EXERCISE DATA start

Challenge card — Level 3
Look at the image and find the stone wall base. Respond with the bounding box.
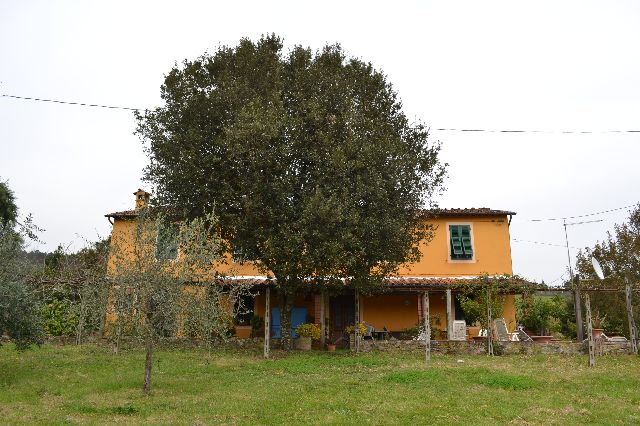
[360,340,630,355]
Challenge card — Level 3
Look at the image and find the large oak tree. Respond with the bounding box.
[137,35,445,346]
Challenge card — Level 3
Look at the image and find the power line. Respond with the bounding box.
[522,204,637,222]
[0,94,144,111]
[511,238,581,250]
[431,128,640,135]
[0,94,640,134]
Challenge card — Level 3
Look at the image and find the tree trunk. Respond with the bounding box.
[279,290,293,351]
[143,335,153,396]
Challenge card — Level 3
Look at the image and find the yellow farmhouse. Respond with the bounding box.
[105,190,518,341]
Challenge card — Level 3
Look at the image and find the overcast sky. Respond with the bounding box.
[0,0,640,284]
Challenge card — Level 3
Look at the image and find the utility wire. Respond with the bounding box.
[519,204,637,222]
[0,94,640,134]
[511,238,581,250]
[0,94,144,111]
[431,128,640,134]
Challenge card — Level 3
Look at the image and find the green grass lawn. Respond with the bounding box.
[0,345,640,425]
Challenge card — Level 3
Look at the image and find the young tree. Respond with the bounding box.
[0,182,43,349]
[576,205,640,335]
[0,181,18,226]
[109,209,246,395]
[137,35,445,347]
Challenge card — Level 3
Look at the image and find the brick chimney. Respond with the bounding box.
[133,188,151,210]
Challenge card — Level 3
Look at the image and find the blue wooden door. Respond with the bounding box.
[271,308,307,339]
[271,308,280,339]
[291,308,307,338]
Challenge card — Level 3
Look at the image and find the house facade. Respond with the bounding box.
[105,190,517,341]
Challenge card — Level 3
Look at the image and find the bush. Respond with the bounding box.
[296,323,320,340]
[516,296,571,335]
[41,299,78,336]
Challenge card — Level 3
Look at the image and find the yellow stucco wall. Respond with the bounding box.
[108,209,516,332]
[398,216,513,277]
[109,216,513,277]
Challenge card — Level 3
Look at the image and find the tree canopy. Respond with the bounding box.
[0,181,18,226]
[576,205,640,335]
[137,35,445,344]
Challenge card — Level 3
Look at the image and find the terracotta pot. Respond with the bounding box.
[295,337,311,351]
[467,326,481,340]
[531,336,553,343]
[235,325,251,339]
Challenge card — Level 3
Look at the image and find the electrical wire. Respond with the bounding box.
[431,128,640,134]
[518,203,638,222]
[0,94,144,111]
[511,238,581,250]
[0,94,640,134]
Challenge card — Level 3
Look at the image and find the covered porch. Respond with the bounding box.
[236,277,516,348]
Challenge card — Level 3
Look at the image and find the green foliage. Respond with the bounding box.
[0,181,18,226]
[41,300,79,336]
[344,322,367,336]
[576,205,640,336]
[296,323,320,340]
[456,283,504,328]
[516,296,573,335]
[137,35,445,346]
[457,295,484,325]
[0,182,43,349]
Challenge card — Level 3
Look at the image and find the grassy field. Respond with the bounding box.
[0,345,640,425]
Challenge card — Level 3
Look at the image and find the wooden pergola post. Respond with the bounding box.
[573,287,584,342]
[422,291,431,362]
[320,290,327,350]
[264,287,271,358]
[584,293,596,367]
[487,286,493,356]
[447,288,453,340]
[624,277,638,355]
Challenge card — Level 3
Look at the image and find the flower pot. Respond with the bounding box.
[295,337,311,351]
[467,326,481,340]
[234,325,251,339]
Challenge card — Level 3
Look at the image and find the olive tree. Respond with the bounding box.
[109,209,248,395]
[137,35,445,347]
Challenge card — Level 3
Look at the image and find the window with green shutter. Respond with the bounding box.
[449,225,473,260]
[156,223,178,261]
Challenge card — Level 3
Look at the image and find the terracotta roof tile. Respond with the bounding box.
[424,207,516,216]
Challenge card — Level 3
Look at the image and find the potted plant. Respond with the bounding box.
[295,323,320,351]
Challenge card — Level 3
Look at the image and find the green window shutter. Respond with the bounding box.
[156,224,178,260]
[449,225,473,259]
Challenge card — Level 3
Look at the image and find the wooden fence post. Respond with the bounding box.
[625,277,638,355]
[573,286,584,342]
[353,290,360,353]
[584,293,596,367]
[422,291,431,362]
[264,287,271,358]
[447,288,453,340]
[487,285,493,356]
[320,290,327,350]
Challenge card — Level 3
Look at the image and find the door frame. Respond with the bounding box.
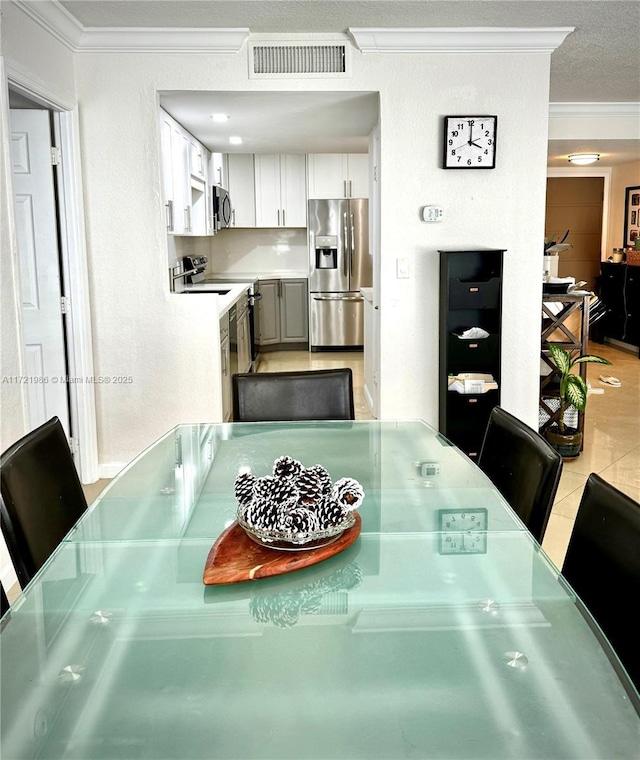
[547,166,611,261]
[5,75,99,483]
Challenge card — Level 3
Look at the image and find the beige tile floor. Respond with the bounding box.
[85,343,640,567]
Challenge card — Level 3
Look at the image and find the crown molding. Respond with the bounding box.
[12,0,249,53]
[549,102,640,119]
[348,26,575,53]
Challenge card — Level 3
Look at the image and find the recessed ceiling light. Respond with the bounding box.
[568,153,600,166]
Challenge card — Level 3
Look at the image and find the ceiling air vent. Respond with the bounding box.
[249,43,348,78]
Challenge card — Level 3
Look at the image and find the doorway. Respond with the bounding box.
[9,98,73,442]
[5,84,99,483]
[545,176,607,291]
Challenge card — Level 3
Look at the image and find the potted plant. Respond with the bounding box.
[544,343,611,459]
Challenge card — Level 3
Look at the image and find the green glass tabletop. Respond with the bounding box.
[0,422,640,760]
[0,531,640,760]
[74,421,524,541]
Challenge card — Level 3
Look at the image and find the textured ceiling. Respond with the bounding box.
[61,0,640,102]
[53,0,640,166]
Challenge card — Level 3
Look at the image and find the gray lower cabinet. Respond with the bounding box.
[257,279,309,348]
[220,313,232,422]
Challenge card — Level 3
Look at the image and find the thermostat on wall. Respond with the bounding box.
[420,206,444,222]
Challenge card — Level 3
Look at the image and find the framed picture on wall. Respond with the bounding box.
[624,185,640,248]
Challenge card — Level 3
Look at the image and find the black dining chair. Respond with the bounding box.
[232,367,355,422]
[562,473,640,690]
[478,406,562,543]
[0,583,11,617]
[0,417,87,588]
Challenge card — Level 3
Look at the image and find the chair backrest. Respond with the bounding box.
[232,367,355,422]
[0,583,11,617]
[562,473,640,691]
[478,406,562,543]
[0,417,87,588]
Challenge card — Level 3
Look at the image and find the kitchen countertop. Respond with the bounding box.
[183,279,255,317]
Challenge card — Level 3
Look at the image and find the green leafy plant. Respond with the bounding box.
[548,343,611,434]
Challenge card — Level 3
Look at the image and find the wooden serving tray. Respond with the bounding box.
[202,512,362,586]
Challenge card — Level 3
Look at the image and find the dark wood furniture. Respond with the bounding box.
[594,261,640,347]
[439,248,504,459]
[540,292,591,443]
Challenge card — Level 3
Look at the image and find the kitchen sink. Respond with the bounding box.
[184,287,231,296]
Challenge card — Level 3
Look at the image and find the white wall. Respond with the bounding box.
[0,11,549,472]
[180,227,309,277]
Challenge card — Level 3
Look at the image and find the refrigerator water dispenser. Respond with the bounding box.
[316,235,338,269]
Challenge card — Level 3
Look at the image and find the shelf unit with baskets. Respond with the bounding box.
[439,248,505,460]
[539,292,592,441]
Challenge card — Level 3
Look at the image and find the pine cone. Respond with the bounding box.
[244,497,279,530]
[273,456,302,478]
[296,469,323,509]
[305,464,331,496]
[271,478,298,509]
[253,475,278,501]
[332,478,364,511]
[279,507,318,538]
[233,472,256,505]
[316,499,349,530]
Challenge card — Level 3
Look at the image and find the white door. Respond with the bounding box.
[10,110,70,436]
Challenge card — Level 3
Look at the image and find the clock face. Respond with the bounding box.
[438,508,488,554]
[442,116,498,169]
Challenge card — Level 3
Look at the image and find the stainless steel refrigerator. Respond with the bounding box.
[308,198,373,351]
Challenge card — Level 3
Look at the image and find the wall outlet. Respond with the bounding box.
[420,206,444,222]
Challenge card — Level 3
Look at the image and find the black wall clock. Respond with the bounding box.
[442,116,498,169]
[438,507,489,554]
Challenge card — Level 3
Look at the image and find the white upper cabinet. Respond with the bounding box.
[209,153,229,190]
[160,109,211,235]
[189,137,208,182]
[226,153,256,227]
[254,153,307,227]
[309,153,369,199]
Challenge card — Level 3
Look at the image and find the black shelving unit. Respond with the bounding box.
[539,293,591,449]
[598,261,640,356]
[439,248,505,459]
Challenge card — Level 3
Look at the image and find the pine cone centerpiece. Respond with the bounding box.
[234,456,364,548]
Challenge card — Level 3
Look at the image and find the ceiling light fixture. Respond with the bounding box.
[569,153,600,166]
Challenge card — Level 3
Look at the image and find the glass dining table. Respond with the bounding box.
[0,421,640,760]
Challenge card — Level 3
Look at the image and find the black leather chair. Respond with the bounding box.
[562,473,640,690]
[232,367,355,422]
[0,417,87,588]
[478,406,562,543]
[0,583,11,617]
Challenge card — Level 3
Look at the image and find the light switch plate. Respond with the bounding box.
[396,258,409,280]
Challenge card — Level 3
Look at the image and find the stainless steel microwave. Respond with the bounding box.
[212,185,233,230]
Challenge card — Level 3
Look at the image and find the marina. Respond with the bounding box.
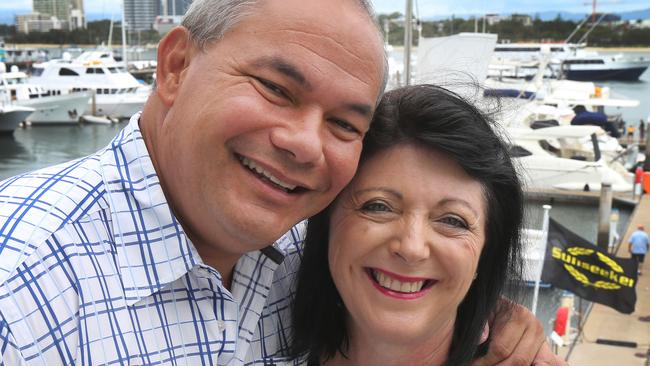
[0,0,650,366]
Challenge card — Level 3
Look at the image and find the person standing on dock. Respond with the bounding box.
[0,0,561,366]
[628,225,650,275]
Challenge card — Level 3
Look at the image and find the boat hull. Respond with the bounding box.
[17,92,91,124]
[566,66,648,81]
[0,107,34,134]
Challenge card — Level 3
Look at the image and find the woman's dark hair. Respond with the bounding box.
[292,85,523,365]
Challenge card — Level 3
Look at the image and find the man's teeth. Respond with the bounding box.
[372,271,424,293]
[240,157,297,191]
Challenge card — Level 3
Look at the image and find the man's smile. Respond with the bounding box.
[236,154,306,193]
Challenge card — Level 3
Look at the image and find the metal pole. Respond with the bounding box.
[122,0,129,70]
[596,182,613,253]
[531,205,551,315]
[404,0,413,85]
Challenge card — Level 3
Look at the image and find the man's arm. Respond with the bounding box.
[472,298,566,366]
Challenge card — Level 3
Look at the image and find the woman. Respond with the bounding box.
[293,85,523,365]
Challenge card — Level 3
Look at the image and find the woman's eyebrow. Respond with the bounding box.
[355,187,404,199]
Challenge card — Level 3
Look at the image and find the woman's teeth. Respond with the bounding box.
[372,270,426,293]
[239,156,296,191]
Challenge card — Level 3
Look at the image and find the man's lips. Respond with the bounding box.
[366,268,438,299]
[236,154,307,193]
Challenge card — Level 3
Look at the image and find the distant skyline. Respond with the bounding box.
[0,0,650,18]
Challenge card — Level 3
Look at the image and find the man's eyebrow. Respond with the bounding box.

EXERCISE DATA end

Report every line above that contains the string "dining", matching case exactly.

Look at the image and find the black dining chair. Respond with the bounding box.
Look at the image and find the glass dining table. Respond with the bounding box.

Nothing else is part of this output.